▶ What needs to be done
Return, exactly and in full, the lines of the records below starting at the one with "box: [261, 205, 400, 301]" and ending at the one with "positive clicks: (321, 229) (285, 213)", and no other lines.

Saved entries:

══════════════════════════════

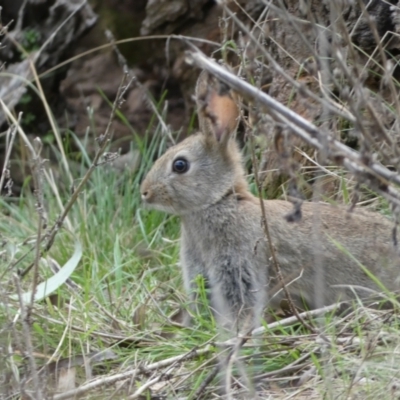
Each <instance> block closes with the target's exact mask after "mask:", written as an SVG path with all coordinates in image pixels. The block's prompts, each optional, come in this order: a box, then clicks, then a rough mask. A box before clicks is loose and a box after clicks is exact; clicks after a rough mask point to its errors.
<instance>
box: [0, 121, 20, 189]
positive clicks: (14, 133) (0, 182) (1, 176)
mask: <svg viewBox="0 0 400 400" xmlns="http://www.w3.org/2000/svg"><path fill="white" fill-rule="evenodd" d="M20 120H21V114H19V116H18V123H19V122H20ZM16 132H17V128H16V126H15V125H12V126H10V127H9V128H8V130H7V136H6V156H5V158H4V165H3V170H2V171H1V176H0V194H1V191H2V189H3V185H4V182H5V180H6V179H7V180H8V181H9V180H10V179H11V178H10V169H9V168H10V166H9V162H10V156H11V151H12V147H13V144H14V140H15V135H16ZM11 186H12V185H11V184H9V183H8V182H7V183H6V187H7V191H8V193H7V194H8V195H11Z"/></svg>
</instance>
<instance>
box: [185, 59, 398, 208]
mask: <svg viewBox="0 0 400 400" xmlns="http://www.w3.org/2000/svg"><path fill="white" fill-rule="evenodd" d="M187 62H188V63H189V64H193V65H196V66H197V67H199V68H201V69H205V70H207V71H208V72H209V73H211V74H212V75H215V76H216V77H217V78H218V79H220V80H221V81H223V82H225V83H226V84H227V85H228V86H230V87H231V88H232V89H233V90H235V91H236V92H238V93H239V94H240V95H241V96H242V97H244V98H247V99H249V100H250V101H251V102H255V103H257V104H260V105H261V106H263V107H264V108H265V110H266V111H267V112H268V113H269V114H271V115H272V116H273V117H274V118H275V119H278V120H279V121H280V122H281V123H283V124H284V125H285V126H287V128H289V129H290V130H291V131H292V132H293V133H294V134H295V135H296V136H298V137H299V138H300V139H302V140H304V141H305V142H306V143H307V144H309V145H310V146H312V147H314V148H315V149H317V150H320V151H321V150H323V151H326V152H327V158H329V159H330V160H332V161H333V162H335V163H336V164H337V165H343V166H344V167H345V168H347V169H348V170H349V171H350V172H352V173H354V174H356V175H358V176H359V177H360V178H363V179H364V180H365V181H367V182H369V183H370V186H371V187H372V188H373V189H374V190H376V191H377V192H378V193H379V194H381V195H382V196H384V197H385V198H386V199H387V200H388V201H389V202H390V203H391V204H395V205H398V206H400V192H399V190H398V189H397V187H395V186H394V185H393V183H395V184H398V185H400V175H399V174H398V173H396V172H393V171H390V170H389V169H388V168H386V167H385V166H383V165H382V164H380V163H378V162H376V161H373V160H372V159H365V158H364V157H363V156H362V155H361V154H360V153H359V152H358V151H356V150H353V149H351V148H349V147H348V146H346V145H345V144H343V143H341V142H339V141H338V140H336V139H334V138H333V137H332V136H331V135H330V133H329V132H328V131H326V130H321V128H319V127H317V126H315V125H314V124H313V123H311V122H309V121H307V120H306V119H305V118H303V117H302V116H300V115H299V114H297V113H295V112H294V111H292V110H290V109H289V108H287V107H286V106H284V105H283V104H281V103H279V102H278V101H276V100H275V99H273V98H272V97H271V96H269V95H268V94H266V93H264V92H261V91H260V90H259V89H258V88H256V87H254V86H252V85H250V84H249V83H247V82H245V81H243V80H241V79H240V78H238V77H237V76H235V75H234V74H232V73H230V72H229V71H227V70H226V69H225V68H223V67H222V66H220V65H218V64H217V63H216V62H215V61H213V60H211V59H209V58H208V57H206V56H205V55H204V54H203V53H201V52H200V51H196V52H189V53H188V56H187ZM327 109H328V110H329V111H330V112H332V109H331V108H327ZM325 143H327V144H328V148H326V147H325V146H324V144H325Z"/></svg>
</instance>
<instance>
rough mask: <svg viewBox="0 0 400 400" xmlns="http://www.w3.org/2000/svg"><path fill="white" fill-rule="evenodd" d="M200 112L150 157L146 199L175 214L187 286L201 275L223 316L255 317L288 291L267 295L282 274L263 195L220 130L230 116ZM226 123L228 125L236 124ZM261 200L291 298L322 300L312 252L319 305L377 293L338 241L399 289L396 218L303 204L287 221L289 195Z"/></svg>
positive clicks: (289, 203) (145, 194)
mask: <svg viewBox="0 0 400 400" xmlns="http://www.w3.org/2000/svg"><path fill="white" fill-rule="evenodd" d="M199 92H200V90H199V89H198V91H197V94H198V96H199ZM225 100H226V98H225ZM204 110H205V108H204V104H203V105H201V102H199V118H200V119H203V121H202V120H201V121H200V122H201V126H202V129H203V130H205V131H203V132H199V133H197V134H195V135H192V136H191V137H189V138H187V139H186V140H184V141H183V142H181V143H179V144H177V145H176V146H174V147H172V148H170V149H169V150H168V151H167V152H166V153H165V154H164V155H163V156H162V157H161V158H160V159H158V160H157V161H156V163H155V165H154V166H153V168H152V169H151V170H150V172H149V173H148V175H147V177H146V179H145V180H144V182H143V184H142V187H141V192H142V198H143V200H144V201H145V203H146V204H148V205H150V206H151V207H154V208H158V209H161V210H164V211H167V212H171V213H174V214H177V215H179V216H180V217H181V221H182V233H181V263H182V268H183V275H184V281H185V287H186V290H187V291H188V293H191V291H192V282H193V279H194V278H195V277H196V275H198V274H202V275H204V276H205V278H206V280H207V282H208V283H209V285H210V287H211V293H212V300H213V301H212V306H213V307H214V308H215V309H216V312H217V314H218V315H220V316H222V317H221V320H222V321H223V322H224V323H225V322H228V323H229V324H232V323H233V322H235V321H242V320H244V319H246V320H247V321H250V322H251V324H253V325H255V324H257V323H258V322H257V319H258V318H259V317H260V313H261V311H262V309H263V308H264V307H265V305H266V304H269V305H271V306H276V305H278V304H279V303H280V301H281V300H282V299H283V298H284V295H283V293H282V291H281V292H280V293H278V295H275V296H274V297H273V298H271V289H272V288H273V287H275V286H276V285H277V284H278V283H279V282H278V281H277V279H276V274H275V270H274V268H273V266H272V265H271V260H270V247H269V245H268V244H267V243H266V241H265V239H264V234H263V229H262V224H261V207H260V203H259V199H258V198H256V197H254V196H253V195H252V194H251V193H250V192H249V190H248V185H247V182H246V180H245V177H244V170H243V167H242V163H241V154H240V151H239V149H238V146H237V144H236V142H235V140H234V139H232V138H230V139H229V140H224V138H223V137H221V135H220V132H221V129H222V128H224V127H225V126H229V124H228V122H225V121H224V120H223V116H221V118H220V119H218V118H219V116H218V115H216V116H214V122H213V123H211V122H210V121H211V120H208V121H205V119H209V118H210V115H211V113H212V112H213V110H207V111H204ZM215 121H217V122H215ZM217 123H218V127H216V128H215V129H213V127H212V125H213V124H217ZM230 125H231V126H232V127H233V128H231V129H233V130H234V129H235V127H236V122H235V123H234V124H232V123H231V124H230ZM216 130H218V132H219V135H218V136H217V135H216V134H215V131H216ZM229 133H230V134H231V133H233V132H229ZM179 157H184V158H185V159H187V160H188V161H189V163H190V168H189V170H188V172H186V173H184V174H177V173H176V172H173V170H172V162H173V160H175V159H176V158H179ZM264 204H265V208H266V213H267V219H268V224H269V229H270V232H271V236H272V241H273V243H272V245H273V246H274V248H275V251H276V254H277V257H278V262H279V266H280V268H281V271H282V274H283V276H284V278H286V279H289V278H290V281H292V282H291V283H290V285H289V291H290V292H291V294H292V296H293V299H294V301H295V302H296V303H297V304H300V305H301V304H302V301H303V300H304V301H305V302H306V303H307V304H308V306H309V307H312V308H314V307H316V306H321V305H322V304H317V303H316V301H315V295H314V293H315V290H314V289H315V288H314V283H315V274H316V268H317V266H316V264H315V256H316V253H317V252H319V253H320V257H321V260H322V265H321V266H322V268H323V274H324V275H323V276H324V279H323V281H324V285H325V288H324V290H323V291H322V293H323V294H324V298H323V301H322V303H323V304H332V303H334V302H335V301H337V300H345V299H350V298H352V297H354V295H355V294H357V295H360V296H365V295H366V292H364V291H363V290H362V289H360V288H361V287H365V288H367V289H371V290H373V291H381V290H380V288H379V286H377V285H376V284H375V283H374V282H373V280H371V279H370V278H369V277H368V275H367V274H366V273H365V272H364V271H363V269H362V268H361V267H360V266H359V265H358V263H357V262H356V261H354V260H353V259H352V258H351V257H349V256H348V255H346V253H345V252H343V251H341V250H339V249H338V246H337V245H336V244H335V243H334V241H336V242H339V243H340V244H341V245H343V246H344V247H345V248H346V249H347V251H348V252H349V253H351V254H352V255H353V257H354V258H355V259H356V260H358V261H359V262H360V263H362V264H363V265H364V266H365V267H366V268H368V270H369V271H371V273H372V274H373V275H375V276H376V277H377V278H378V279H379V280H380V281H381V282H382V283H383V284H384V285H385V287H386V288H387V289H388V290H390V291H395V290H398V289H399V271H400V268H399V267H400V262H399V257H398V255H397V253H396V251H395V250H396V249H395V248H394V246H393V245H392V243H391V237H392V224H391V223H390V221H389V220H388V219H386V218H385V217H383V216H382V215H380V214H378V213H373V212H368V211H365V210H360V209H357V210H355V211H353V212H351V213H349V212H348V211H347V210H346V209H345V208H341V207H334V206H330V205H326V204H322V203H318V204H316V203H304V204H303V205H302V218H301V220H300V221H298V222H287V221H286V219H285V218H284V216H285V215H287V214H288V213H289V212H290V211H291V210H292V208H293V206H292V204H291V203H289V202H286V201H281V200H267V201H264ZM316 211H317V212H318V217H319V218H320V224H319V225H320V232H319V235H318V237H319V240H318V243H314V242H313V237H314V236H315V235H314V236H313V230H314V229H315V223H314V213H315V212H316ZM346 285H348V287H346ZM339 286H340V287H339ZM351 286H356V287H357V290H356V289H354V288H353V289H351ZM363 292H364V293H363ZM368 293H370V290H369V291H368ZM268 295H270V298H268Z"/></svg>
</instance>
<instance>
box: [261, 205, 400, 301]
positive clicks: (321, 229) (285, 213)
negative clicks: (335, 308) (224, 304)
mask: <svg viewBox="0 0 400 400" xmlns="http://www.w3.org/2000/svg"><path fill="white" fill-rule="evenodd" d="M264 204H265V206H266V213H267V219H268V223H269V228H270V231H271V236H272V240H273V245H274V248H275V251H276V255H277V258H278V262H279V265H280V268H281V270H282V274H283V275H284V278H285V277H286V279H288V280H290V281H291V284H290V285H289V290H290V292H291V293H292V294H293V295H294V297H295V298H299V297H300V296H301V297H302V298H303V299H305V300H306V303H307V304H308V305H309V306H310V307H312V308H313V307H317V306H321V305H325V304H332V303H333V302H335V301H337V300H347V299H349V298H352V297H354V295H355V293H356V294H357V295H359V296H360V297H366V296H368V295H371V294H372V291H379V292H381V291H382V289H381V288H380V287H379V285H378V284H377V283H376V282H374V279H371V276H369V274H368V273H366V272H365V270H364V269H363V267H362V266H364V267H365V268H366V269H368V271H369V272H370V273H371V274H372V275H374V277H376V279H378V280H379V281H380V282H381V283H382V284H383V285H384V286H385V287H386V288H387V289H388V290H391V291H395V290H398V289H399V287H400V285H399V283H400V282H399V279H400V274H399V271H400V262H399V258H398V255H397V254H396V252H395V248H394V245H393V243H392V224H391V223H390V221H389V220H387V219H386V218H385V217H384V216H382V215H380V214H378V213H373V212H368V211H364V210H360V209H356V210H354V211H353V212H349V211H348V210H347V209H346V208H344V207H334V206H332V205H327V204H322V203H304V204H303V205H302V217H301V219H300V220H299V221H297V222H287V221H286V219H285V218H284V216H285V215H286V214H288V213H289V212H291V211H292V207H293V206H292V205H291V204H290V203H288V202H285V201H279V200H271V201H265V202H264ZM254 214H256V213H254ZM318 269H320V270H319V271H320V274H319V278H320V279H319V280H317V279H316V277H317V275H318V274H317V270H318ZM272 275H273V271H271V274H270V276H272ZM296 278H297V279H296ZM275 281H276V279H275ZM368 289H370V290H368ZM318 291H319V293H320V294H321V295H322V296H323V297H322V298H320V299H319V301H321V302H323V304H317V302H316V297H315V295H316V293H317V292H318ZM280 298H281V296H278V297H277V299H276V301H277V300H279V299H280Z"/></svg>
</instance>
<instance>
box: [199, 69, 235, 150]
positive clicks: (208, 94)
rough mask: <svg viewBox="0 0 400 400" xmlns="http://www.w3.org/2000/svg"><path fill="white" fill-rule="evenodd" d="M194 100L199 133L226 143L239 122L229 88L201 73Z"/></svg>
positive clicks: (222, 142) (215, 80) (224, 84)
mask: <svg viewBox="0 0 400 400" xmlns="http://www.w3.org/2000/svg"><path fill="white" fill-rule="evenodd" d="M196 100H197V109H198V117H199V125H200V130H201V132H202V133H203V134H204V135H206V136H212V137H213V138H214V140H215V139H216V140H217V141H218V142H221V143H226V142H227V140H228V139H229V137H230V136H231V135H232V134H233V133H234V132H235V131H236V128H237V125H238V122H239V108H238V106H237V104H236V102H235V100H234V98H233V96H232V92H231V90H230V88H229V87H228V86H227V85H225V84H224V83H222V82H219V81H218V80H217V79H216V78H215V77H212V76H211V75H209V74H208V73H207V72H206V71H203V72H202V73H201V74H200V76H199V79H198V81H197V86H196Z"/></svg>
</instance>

══════════════════════════════

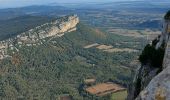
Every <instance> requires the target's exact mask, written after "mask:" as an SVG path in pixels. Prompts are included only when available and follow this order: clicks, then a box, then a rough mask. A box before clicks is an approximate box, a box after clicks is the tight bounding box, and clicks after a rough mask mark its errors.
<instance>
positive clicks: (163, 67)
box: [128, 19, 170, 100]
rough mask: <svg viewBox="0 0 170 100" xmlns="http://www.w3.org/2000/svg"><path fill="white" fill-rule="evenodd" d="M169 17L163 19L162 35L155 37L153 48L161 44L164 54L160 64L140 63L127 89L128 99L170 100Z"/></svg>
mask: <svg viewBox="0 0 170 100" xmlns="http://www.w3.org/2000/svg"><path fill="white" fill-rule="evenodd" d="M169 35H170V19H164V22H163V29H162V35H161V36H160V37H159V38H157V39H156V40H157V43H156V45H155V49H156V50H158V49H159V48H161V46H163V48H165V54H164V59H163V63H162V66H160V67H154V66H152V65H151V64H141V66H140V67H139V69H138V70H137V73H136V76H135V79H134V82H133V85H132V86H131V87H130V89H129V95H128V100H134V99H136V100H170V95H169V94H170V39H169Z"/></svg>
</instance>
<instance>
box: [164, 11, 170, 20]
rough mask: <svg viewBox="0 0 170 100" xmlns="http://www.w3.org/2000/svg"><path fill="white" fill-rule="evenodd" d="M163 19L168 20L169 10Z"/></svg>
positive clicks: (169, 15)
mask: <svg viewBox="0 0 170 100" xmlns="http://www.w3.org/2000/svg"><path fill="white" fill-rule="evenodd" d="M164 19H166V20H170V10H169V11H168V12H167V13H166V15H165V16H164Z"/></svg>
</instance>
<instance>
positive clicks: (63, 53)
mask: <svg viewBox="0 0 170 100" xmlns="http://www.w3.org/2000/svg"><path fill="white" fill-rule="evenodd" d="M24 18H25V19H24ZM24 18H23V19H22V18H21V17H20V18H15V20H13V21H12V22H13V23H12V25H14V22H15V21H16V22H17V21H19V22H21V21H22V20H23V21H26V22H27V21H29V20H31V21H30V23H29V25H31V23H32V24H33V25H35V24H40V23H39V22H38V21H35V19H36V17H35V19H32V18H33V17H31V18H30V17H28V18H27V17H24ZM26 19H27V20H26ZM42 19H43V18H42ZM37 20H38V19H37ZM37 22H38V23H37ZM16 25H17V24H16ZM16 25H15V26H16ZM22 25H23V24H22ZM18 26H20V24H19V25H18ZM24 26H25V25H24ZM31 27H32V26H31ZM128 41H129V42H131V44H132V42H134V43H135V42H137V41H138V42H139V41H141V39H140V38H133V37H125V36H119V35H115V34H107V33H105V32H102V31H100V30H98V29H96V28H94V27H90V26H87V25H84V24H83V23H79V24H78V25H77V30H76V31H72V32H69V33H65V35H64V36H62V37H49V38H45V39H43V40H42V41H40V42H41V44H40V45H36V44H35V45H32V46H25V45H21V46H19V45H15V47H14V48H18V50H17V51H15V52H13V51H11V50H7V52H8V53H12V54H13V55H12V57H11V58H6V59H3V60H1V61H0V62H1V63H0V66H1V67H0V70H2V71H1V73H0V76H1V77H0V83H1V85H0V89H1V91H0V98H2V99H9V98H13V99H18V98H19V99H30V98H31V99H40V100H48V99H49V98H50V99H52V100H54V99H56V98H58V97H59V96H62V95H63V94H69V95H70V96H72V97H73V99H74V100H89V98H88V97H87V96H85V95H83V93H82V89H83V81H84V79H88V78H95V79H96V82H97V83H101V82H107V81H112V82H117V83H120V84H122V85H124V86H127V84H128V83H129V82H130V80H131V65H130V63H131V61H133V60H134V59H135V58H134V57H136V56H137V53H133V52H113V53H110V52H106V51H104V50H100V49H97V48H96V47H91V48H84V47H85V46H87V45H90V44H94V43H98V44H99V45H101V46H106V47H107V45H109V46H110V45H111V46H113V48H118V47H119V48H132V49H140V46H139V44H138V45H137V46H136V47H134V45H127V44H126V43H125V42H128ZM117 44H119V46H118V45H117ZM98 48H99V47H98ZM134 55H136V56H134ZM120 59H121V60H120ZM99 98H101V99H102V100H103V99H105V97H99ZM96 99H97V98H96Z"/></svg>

══════════════════════════════

▶ Task result
box: [261, 205, 400, 301]
positive clicks: (321, 229) (285, 213)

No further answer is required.